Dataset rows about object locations

↓↓↓

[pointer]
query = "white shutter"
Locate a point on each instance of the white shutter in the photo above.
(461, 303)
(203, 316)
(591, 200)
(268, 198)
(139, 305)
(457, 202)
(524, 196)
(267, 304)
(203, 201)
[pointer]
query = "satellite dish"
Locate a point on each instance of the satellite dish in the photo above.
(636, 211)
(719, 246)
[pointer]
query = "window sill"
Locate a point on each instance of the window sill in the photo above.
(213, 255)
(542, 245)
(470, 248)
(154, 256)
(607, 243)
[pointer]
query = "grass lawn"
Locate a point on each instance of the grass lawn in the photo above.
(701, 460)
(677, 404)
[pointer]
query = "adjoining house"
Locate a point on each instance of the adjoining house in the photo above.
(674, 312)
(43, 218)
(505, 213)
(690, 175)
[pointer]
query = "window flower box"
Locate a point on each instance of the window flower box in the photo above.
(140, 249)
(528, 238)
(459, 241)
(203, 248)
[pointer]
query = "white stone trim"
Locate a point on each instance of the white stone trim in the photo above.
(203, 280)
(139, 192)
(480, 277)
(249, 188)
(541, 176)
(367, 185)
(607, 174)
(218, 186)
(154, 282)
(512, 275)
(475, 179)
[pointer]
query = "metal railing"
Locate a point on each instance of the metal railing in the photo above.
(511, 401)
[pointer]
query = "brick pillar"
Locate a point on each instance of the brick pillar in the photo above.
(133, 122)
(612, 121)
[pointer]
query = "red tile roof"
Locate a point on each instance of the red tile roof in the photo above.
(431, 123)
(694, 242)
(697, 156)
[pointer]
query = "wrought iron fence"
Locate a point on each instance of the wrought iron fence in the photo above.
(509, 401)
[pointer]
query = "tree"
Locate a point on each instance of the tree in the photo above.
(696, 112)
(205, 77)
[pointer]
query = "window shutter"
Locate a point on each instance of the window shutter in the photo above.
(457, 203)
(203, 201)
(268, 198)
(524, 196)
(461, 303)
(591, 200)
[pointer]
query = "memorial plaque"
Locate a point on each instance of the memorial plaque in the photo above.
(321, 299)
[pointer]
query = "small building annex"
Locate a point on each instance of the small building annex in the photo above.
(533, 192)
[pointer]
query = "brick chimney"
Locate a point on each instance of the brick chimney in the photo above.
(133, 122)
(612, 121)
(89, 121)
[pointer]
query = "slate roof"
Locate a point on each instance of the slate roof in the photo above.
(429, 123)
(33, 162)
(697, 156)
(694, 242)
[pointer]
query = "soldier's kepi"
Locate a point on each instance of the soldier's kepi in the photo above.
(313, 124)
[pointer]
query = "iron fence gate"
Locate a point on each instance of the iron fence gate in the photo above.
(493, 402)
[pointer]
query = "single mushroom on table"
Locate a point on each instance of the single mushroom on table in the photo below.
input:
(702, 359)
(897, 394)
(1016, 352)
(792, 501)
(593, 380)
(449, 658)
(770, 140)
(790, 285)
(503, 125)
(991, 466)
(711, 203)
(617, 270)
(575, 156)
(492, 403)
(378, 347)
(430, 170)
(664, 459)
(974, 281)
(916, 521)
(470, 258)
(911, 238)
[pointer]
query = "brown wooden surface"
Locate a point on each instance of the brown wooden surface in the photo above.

↑↑↑

## WRITTEN INSTRUCTION
Please pull out each line of the rows above that contains the word "railing", and copy every such line in full.

## WRITTEN SOLUTION
query = "metal railing"
Locate a point on each instance of the metal railing in the photo above.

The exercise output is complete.